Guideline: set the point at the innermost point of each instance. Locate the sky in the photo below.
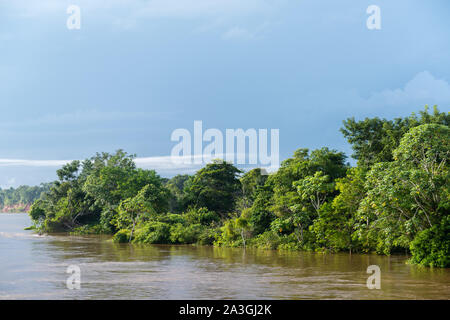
(137, 70)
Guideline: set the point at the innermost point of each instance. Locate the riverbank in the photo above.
(34, 267)
(16, 208)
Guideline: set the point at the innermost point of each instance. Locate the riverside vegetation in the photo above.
(396, 199)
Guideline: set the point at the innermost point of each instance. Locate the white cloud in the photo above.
(83, 117)
(238, 33)
(166, 165)
(422, 89)
(149, 8)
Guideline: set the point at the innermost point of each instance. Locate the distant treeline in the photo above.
(22, 197)
(396, 199)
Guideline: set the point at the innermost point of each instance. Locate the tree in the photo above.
(215, 187)
(373, 140)
(409, 194)
(133, 210)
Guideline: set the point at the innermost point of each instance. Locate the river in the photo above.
(35, 267)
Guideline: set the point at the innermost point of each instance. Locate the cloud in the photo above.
(422, 89)
(150, 8)
(238, 33)
(165, 165)
(84, 117)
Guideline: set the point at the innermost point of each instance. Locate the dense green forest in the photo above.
(21, 198)
(396, 199)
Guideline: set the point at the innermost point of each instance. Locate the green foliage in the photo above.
(22, 196)
(153, 232)
(215, 187)
(122, 236)
(431, 247)
(373, 140)
(396, 199)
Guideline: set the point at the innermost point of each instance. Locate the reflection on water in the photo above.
(34, 267)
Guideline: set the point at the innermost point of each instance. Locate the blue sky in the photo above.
(137, 70)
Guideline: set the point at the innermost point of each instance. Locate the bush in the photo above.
(122, 236)
(153, 232)
(185, 234)
(431, 247)
(202, 216)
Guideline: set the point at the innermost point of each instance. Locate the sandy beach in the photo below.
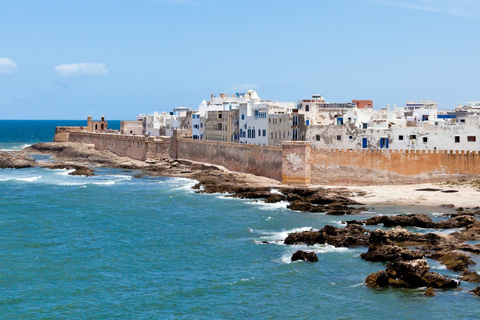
(466, 197)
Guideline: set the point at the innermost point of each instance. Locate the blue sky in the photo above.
(69, 59)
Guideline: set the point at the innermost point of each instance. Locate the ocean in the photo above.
(118, 246)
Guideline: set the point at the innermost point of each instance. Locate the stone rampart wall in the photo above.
(296, 162)
(135, 147)
(339, 166)
(260, 160)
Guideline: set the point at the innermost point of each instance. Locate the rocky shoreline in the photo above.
(404, 252)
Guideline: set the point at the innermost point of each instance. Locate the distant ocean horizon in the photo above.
(123, 244)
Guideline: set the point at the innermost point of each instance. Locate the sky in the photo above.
(119, 58)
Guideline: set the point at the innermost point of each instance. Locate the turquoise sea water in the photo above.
(116, 246)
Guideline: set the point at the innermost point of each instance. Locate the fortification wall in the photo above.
(62, 134)
(259, 160)
(135, 147)
(356, 167)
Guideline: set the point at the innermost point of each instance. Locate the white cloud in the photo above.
(81, 70)
(461, 8)
(7, 65)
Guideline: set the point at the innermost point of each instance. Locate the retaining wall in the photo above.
(260, 160)
(362, 166)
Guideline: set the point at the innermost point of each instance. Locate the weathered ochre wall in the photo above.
(62, 134)
(260, 160)
(296, 162)
(338, 166)
(139, 148)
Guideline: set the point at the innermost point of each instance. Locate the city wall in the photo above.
(365, 166)
(259, 160)
(135, 147)
(296, 162)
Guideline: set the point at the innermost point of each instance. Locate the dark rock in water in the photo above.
(471, 248)
(421, 220)
(410, 274)
(305, 256)
(377, 280)
(414, 274)
(275, 198)
(430, 292)
(389, 253)
(79, 170)
(453, 260)
(12, 161)
(435, 280)
(472, 277)
(459, 221)
(405, 220)
(407, 274)
(450, 205)
(350, 236)
(471, 232)
(476, 291)
(299, 205)
(395, 235)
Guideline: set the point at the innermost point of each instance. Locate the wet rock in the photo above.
(395, 235)
(78, 170)
(405, 220)
(453, 260)
(299, 205)
(305, 256)
(435, 280)
(407, 274)
(471, 232)
(350, 236)
(471, 248)
(430, 292)
(275, 198)
(476, 291)
(472, 277)
(456, 222)
(12, 161)
(389, 253)
(377, 280)
(414, 274)
(451, 205)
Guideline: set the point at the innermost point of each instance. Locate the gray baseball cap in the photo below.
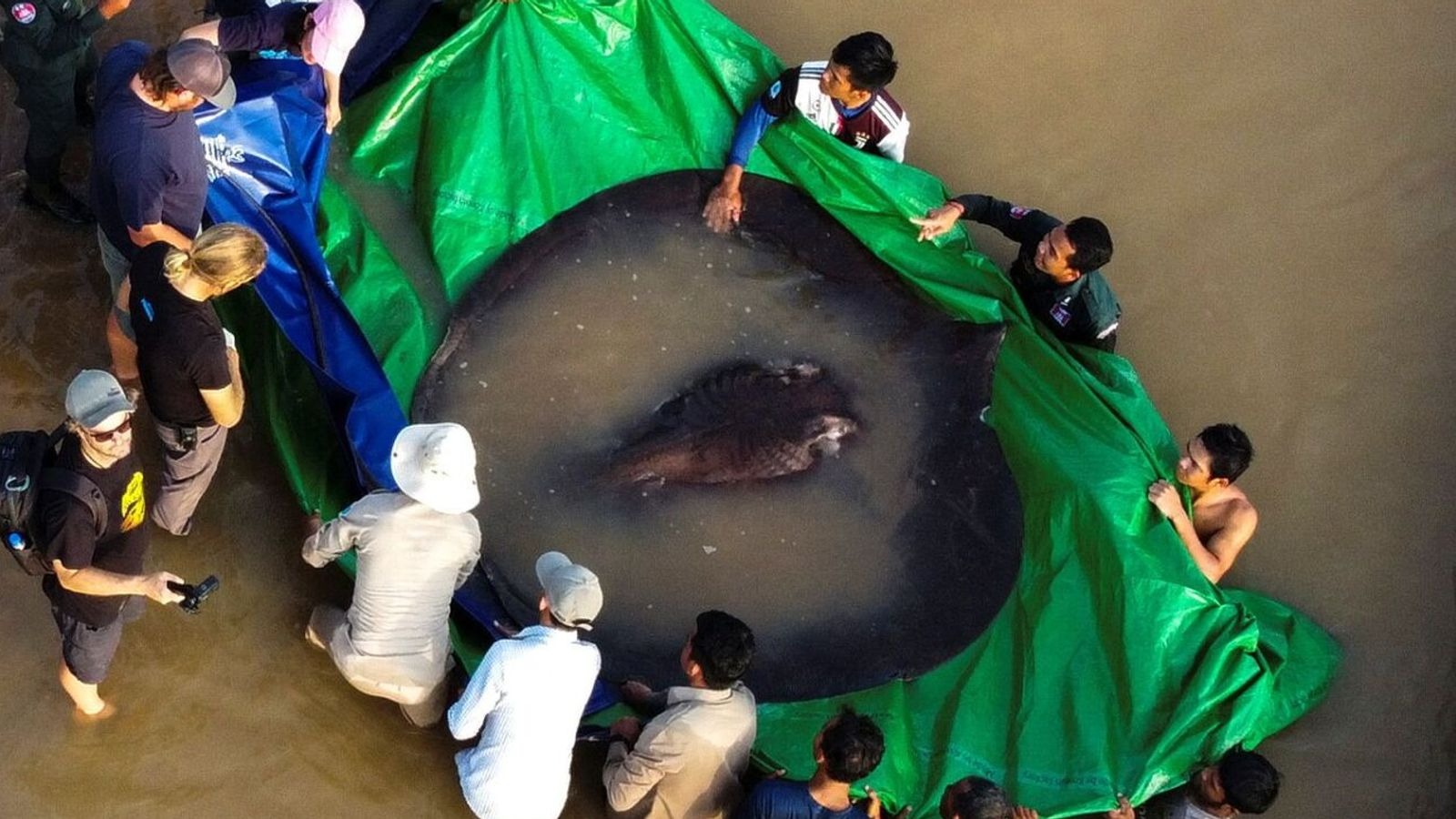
(94, 397)
(572, 591)
(203, 69)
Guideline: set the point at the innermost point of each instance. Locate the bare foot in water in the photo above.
(91, 717)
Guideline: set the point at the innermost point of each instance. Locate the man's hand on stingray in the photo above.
(724, 208)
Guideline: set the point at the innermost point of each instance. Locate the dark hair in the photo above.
(1249, 782)
(852, 746)
(870, 58)
(157, 77)
(1229, 450)
(723, 646)
(298, 24)
(982, 799)
(1091, 242)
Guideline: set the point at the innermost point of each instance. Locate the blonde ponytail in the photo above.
(225, 256)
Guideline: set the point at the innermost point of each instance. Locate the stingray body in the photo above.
(743, 421)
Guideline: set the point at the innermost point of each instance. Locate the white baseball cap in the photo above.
(434, 464)
(572, 591)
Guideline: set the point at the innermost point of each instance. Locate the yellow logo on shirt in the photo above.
(133, 504)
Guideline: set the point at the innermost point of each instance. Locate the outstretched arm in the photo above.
(339, 535)
(725, 201)
(1222, 548)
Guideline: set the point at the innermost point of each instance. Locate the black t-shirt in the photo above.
(1081, 312)
(147, 165)
(70, 532)
(179, 344)
(783, 799)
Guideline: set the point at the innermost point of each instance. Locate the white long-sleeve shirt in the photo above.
(528, 694)
(411, 560)
(689, 758)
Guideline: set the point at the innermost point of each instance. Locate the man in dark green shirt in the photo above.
(1056, 270)
(47, 48)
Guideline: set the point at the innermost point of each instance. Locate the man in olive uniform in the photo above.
(47, 48)
(1056, 270)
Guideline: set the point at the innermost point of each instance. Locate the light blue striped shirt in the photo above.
(524, 702)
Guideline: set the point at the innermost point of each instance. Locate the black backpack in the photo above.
(26, 465)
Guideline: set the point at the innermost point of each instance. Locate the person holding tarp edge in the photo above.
(844, 96)
(320, 34)
(1223, 519)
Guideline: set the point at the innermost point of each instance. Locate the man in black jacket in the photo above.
(47, 48)
(1057, 268)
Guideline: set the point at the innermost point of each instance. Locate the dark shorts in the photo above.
(87, 649)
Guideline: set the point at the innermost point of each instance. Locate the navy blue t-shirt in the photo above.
(266, 29)
(781, 799)
(147, 165)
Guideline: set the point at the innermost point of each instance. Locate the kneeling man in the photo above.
(415, 547)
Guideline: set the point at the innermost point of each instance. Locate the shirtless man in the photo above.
(1223, 519)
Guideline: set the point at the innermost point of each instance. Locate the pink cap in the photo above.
(337, 26)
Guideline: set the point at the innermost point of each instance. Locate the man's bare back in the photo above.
(1223, 519)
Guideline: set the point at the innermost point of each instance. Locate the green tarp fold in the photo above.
(1114, 666)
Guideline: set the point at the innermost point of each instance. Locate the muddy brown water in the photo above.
(915, 519)
(1279, 179)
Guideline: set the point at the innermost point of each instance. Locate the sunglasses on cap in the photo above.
(102, 438)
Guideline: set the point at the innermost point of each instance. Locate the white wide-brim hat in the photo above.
(434, 464)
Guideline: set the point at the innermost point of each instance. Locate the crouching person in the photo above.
(415, 547)
(92, 526)
(846, 749)
(526, 702)
(689, 758)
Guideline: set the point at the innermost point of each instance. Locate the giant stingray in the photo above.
(944, 573)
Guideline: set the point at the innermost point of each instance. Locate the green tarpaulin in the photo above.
(1114, 665)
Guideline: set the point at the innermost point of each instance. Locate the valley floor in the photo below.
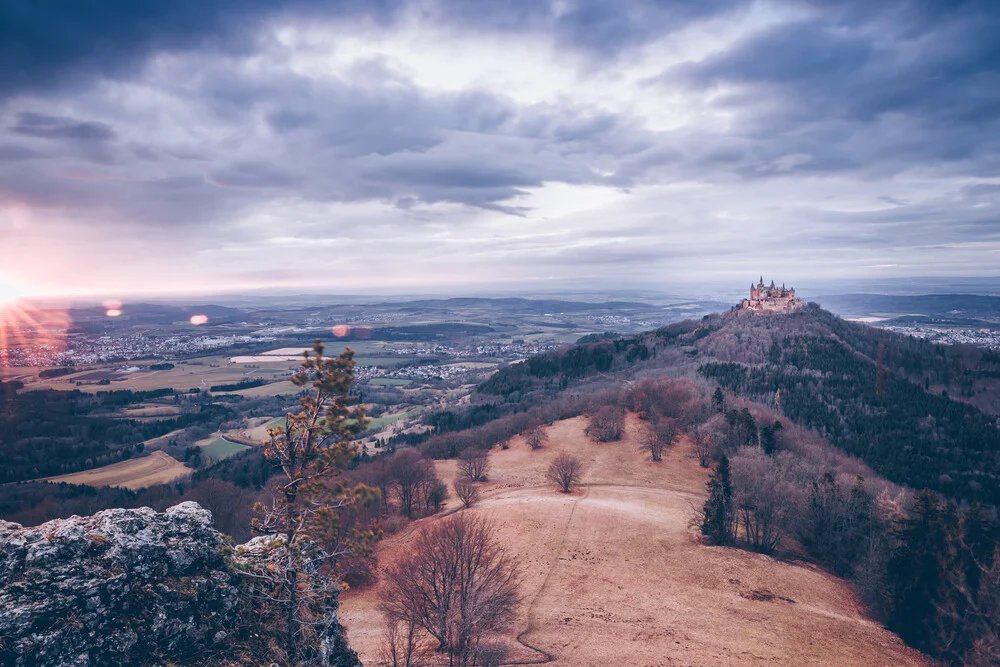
(613, 575)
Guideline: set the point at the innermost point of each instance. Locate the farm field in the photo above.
(391, 382)
(283, 387)
(157, 468)
(613, 575)
(378, 423)
(199, 373)
(218, 448)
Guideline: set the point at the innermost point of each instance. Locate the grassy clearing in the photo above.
(612, 574)
(217, 448)
(378, 423)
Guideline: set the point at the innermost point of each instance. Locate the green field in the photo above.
(391, 382)
(377, 423)
(217, 449)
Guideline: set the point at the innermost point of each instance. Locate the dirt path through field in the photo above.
(613, 575)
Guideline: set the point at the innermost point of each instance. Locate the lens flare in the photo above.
(30, 336)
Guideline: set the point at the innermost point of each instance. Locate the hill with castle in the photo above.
(771, 299)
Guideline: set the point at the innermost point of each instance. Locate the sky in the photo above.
(456, 145)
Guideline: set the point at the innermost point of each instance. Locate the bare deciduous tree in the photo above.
(565, 471)
(764, 499)
(607, 424)
(467, 491)
(474, 463)
(535, 435)
(458, 584)
(412, 473)
(659, 435)
(704, 444)
(401, 644)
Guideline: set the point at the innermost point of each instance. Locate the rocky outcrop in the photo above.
(119, 587)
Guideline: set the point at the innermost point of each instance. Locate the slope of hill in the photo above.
(614, 575)
(875, 394)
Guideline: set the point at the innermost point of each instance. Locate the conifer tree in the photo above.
(718, 515)
(292, 563)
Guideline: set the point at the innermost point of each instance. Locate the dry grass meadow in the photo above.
(157, 468)
(613, 575)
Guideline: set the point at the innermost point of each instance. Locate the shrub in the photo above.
(565, 471)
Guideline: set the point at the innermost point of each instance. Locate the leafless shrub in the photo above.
(401, 642)
(467, 491)
(607, 424)
(535, 435)
(659, 435)
(459, 585)
(474, 463)
(411, 473)
(565, 471)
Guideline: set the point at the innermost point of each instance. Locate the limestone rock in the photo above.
(121, 586)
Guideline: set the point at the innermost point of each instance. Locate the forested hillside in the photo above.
(877, 395)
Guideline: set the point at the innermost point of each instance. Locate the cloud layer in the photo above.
(453, 143)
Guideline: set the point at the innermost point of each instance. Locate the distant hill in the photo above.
(873, 393)
(970, 309)
(519, 305)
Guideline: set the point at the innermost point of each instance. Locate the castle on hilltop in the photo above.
(771, 299)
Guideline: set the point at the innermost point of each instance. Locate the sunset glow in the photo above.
(10, 292)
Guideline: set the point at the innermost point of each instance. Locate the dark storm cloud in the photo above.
(46, 43)
(54, 127)
(198, 115)
(51, 43)
(865, 86)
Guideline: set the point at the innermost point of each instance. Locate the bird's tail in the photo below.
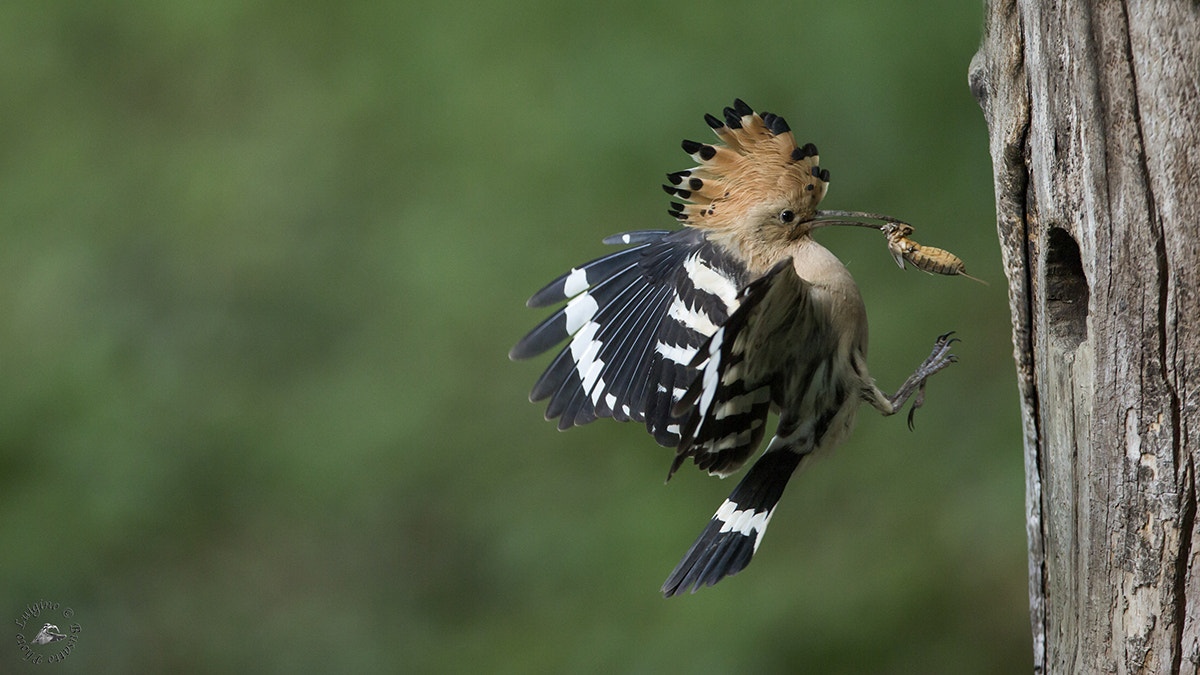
(732, 536)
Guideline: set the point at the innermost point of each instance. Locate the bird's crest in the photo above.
(757, 162)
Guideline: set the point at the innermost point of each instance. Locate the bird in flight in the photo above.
(702, 332)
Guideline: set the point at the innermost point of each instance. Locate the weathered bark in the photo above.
(1093, 112)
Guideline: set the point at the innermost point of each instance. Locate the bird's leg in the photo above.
(916, 382)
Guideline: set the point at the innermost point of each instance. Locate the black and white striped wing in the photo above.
(635, 320)
(726, 406)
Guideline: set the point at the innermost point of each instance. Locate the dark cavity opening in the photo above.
(1066, 290)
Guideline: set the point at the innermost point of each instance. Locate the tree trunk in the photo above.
(1093, 112)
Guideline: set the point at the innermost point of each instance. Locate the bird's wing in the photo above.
(635, 320)
(726, 406)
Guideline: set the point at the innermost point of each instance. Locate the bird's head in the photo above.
(756, 190)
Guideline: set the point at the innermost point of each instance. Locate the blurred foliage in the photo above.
(262, 267)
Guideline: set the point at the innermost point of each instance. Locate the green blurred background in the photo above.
(262, 267)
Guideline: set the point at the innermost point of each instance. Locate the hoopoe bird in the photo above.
(701, 332)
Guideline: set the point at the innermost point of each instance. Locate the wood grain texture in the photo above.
(1093, 114)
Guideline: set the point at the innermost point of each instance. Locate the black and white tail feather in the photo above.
(700, 333)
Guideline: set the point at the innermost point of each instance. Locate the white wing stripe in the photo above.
(711, 281)
(579, 312)
(691, 317)
(575, 282)
(678, 354)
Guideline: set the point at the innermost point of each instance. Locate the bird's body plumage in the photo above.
(702, 332)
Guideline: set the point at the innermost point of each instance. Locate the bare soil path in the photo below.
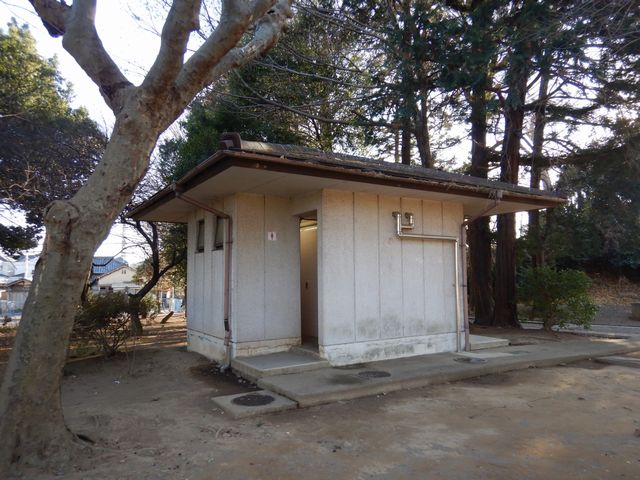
(151, 416)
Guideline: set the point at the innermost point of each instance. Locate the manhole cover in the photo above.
(373, 374)
(470, 360)
(354, 366)
(253, 400)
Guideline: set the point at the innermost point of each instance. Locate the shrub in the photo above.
(148, 305)
(105, 321)
(557, 296)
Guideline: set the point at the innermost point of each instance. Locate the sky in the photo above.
(126, 32)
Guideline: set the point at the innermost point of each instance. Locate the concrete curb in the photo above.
(333, 384)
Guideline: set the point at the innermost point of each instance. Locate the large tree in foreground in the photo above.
(32, 426)
(47, 149)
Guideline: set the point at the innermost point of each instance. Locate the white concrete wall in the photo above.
(119, 279)
(380, 296)
(265, 282)
(205, 286)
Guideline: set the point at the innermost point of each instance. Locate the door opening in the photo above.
(309, 280)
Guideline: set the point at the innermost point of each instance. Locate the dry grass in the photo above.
(610, 290)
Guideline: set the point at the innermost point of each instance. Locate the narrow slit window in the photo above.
(218, 238)
(200, 237)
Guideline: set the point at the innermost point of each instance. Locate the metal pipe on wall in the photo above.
(400, 233)
(227, 267)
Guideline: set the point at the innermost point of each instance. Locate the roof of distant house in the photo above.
(102, 265)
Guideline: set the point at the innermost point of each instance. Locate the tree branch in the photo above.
(76, 25)
(217, 55)
(183, 18)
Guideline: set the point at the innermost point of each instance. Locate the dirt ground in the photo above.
(151, 416)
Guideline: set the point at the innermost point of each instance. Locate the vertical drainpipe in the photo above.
(227, 268)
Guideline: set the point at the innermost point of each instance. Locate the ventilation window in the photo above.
(218, 234)
(200, 238)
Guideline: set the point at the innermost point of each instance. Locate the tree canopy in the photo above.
(47, 148)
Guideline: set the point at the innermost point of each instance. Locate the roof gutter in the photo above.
(227, 265)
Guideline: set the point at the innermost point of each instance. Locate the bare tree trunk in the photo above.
(32, 429)
(30, 396)
(537, 253)
(405, 148)
(505, 310)
(423, 139)
(480, 281)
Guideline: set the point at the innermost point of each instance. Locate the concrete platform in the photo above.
(480, 342)
(621, 361)
(233, 405)
(281, 363)
(328, 384)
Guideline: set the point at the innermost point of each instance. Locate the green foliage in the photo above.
(47, 149)
(599, 228)
(104, 320)
(148, 305)
(558, 297)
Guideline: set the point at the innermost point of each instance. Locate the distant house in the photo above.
(360, 259)
(117, 280)
(110, 274)
(15, 281)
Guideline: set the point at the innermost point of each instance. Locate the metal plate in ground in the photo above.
(373, 374)
(470, 360)
(253, 400)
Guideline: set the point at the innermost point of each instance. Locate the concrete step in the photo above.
(309, 350)
(620, 361)
(480, 342)
(281, 363)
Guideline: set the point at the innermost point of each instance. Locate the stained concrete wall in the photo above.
(380, 296)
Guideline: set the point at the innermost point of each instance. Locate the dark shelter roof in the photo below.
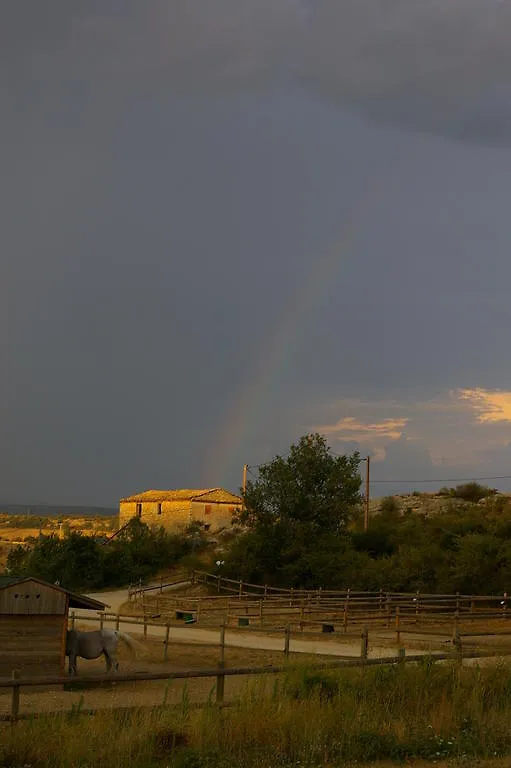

== == ==

* 課題内容:
上のリストのうち、「back in the photo above.」を含む行から「(1114, 666)」を含む行までを、両端の行も含めてすべて書き写してください。その際、座標の数値にはどれも74を加えてください。

* 回答:
Guideline: set the point at the innermost point of each instance. Locate the man's bare back in the photo above.
(1297, 593)
Guideline: set the point at the innermost point of each instance. Locate the green tarp fold in the photo above.
(1188, 740)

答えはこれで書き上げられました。